> **GIVEN PROBLEM**
From the records below, pull out every line that contains the string "exhibit", and copy each of those lines unchanged.

> **SUPPLIED DATA**
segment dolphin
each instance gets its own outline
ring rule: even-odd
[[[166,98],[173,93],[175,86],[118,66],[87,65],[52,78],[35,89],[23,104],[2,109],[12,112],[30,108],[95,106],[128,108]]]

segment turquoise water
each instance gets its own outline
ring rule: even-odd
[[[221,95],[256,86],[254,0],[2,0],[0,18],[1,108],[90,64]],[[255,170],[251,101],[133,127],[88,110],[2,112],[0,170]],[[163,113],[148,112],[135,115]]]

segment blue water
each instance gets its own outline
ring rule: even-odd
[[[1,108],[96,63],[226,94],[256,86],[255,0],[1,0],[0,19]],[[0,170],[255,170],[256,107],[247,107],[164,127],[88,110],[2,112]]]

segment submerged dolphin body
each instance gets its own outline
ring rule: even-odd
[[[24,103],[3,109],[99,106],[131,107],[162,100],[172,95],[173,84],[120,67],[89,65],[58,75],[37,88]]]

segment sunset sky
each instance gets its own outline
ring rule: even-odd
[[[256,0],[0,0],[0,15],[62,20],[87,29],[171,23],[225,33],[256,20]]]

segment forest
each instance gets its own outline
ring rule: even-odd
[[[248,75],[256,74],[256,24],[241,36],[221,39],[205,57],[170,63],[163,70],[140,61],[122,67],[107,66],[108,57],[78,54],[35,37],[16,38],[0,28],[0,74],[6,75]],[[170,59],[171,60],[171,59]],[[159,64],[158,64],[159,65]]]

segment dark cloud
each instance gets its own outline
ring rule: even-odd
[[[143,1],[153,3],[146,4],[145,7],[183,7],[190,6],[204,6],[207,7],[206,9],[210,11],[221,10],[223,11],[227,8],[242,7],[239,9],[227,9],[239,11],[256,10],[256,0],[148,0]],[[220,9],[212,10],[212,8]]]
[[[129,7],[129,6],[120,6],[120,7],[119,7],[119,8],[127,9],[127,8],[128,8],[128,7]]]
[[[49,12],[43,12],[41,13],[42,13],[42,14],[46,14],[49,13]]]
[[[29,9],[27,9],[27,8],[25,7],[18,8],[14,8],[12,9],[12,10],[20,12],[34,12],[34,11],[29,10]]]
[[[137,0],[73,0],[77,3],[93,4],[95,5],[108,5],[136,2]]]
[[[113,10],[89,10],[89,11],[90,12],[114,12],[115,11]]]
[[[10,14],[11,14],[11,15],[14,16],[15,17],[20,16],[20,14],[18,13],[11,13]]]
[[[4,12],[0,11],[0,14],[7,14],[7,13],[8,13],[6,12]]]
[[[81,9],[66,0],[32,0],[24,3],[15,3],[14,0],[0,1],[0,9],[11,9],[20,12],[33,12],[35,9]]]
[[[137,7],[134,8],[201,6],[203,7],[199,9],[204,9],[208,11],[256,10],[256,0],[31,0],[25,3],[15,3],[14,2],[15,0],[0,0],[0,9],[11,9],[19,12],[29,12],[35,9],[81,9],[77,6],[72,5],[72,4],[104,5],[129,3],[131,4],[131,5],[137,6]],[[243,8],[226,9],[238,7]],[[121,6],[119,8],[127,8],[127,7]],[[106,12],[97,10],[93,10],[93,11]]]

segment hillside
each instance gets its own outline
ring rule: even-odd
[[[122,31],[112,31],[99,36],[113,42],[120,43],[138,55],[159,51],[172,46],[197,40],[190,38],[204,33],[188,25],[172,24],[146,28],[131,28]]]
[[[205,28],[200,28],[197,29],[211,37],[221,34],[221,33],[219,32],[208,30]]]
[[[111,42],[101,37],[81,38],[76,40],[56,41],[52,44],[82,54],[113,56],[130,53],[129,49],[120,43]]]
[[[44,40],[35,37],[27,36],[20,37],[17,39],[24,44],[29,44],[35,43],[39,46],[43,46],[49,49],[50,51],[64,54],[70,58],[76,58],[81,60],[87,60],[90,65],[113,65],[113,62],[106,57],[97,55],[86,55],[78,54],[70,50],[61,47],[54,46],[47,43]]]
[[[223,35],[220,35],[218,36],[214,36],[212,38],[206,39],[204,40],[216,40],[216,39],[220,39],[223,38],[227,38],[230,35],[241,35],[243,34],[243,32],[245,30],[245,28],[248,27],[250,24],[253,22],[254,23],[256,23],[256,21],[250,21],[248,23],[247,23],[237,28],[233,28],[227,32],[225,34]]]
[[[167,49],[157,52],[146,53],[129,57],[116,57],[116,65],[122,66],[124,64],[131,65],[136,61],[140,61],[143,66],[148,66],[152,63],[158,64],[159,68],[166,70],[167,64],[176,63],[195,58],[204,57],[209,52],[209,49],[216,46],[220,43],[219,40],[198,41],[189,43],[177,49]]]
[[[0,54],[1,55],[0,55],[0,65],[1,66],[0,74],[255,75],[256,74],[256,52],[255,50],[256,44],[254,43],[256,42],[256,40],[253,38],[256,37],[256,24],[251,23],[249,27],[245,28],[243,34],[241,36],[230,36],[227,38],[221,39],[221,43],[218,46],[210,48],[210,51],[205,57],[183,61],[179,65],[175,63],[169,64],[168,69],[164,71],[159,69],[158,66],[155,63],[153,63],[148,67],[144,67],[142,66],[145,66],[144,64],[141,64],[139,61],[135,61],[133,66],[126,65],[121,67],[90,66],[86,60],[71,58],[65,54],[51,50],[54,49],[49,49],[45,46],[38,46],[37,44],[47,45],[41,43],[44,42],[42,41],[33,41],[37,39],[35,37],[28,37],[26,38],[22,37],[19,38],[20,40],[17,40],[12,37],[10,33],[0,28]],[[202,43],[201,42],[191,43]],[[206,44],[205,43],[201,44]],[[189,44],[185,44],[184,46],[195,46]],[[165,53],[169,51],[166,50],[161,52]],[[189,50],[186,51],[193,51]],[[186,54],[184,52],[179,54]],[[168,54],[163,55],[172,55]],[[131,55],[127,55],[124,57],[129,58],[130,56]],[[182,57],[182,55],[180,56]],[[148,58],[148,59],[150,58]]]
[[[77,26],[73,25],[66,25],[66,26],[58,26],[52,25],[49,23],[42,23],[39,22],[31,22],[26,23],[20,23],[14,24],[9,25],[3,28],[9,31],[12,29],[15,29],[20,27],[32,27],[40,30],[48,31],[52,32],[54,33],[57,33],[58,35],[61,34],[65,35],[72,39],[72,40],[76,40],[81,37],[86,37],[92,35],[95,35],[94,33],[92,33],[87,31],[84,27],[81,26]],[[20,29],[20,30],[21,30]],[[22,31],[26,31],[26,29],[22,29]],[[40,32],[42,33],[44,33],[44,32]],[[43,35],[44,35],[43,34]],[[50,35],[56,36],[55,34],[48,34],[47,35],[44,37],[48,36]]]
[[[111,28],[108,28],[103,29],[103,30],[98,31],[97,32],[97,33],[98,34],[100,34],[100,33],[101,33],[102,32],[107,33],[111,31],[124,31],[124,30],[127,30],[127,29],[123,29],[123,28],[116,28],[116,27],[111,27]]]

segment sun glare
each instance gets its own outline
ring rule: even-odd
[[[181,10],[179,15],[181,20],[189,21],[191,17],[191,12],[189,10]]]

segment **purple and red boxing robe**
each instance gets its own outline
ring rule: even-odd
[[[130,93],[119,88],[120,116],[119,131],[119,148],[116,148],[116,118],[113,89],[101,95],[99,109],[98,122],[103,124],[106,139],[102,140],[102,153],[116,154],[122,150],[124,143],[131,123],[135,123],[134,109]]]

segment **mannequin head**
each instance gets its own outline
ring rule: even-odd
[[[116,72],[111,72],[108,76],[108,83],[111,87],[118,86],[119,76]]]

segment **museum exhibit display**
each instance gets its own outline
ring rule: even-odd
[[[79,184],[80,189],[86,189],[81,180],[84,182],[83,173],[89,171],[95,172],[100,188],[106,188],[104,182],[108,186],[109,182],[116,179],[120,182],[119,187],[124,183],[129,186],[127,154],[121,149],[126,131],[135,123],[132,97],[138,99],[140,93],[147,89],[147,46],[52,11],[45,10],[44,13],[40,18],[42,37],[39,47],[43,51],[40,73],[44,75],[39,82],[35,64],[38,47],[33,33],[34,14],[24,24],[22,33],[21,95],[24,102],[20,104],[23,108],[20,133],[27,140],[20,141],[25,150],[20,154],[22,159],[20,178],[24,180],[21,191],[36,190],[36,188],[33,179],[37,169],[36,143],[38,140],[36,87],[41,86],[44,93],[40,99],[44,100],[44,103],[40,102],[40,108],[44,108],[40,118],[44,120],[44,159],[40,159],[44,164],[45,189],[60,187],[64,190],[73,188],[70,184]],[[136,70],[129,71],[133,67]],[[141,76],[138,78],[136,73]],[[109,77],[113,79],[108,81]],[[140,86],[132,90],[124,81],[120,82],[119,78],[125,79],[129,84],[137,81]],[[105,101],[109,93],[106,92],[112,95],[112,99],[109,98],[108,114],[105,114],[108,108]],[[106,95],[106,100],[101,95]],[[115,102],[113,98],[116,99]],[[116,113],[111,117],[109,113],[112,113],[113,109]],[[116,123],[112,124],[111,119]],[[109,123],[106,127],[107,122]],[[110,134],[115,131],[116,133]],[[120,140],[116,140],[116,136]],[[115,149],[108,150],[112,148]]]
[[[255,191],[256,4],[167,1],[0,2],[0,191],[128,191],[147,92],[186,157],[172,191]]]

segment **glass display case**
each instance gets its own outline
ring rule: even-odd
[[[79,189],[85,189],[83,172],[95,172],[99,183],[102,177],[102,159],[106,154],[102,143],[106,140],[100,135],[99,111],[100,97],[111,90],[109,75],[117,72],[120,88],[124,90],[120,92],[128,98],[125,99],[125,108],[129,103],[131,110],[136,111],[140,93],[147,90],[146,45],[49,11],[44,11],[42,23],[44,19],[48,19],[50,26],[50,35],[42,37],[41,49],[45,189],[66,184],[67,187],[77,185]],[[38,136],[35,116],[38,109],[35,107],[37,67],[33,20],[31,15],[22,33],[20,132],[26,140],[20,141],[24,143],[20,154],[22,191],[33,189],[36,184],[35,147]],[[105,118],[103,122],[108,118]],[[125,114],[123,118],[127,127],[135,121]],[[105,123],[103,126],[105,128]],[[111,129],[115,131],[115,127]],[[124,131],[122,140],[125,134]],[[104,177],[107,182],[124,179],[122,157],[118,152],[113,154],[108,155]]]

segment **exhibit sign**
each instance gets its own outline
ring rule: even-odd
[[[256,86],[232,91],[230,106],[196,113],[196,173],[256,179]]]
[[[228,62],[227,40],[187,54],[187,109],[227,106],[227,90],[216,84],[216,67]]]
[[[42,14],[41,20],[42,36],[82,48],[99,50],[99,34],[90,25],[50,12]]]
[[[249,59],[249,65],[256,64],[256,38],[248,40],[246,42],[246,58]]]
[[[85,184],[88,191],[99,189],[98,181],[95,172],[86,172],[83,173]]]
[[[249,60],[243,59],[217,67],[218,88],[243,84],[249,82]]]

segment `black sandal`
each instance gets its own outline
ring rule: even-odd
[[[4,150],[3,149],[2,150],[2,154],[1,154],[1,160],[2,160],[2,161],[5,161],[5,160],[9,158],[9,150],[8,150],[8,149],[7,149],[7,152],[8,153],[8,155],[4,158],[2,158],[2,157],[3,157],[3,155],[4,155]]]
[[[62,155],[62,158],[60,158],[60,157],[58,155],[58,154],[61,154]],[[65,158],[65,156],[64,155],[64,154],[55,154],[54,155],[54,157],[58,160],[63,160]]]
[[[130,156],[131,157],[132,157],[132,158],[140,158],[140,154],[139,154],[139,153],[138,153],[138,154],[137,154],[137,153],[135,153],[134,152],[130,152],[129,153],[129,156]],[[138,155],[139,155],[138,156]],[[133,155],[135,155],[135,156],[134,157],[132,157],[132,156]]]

> **ANSWER FOR THE TASK**
segment **museum exhibit display**
segment **exhibit sign**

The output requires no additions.